18 Julho 2016
Da Serra do Roncador (MT) à Ilha do Bananal (TO), o gado avança sobre áreas sensíveis de Cerrado e floresta. Sopés dos grandes granitos do norte do Mato Grosso e terras da maior ilha fluvial do mundo viraram pasto. Embora seja proibido criar gado em área indígena, na reserva dos carajás, no Tocantins, fazendeiros já mantêm mais de 93 mil cabeças de gado.
A reportagem é de André Borges e Leonencio Nossa, publicada por O Estado de S. Paulo, 16-07-2016.
Pressionados pela ocupação descontrolada do solo, índios passaram a fazer parte do negócio, arrendando terras para invasores que pagam pequenas quantias para ter acesso à ilha banhada pelos Rios Araguaia e Javaés. Vice-cacique da Aldeia Santa Isabel do Morro, onde vivem 900 índios, Txiarawa Karajá conta que a tribo recebe de R$ 30 mil a R$ 40 mil por ano para não impor resistência. O dinheiro, rateado entre 15 fazendeiros, é repassado aos índios em duas parcelas. “A gente sabe que não é legal, mas aceita essa situação porque precisa do recurso. Eu acho que é pouco, não dá para resolver nada. Mas, como a Funai não tem dinheiro, precisamos fazer isso.”
Há mais de cinco décadas, fazendeiros chegaram para ocupar as terras. No fim dos anos 1980, auge das invasões, cerca de 11 mil não-índios viviam na ilha, com 300 mil cabeças de gado se alimentado de pastagens nativas. Pressionada por organizações ambientais e sociais, a Funai fez uma série de operações nos anos 1990, reduzindo o número de não-índios e a criação de bois. Em maio de 2008, a Justiça Federal deu um basta à situação. Àquela altura, havia mais de 200 pecuaristas na ilha, donos de 100 mil cabeças de gado. Eles receberam um prazo de 30 dias para retirar os animais. A sentença foi cumprida. Depois de décadas, a ilha voltava a ser dos índios. Mas, nos meses seguintes, voltou a ser invadida.
Em outubro de 2009, o Ministério Público Federal no Tocantins costurou uma decisão à revelia da lei federal. Foi selado “termo de compromisso” para permitir que o gado voltasse à Ilha do Bananal por meio de um “sistema de parceria entre indígenas e criadores não índios”. A Funai se negou a assinar. Na época, o MPF argumentou que “a prática, embora ilegal, constituía fonte de subsistência a inúmeros membros das comunidades indígenas javaé e carajá e sua interrupção acarretou situação de carência econômica e alimentar a essas comunidades”.
O retorno dos fazendeiros impunha regra clara: a quantidade máxima de bois na ilha era de 20 mil cabeças. Em outubro passado, a Agência de Defesa Agropecuária do Tocantins divulgou dados de uma campanha de vacinação, que evidenciaram o desrespeito à lei. A agência “celebrou” um recorde: 93.243 bovinos, quase cinco vezes o total permitido, foram imunizados. Em 2014, o número havia sido de 75.185 cabeças vacinadas contra febre aftosa.

TAREFA PROPOSTA:
Dê seguimento ao texto sobre a criação de gado na Ilha do Bananal, começando logo depois da última frase dele.

(Entradas de dados)

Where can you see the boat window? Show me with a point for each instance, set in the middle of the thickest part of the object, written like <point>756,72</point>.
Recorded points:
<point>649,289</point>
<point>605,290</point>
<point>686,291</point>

A RESPOSTA:
Nos últimos anos, as áreas da ilha, que até então eram consideradas unidades de conservação ambiental, foram convertidas em terra indígena. Para o diretor de Criação e Manejo de Unidades de Conservação do Instituto Chico Mendes, Sérgio Brant Rocha, a mudança selou o destino da Ilha do Bananal, porque a Funai não conseguiu proteger a terra. “É uma situação absurda. A gente protegeu a ilha a vida inteira. Já havíamos levado todos os pecuaristas para fora de lá, mas hoje o gado voltou.”
Na outra margem do rio, em São Félix do Araguaia, o sucateamento da Funai expõe a fragilidade da instituição. Não há sequer uma canoa para servidores chegarem à ilha e ouvirem os índios. Funcionários são obrigados a fazer “vaquinhas” para comprar água potável ou lâmpadas. “Reconhecemos as dificuldades enfrentadas não apenas por essa, mas também por outras coordenações técnicas locais da Funai, fruto de fragilidades orçamentárias e de recursos humanos”, informou a direção do órgão, em Brasília.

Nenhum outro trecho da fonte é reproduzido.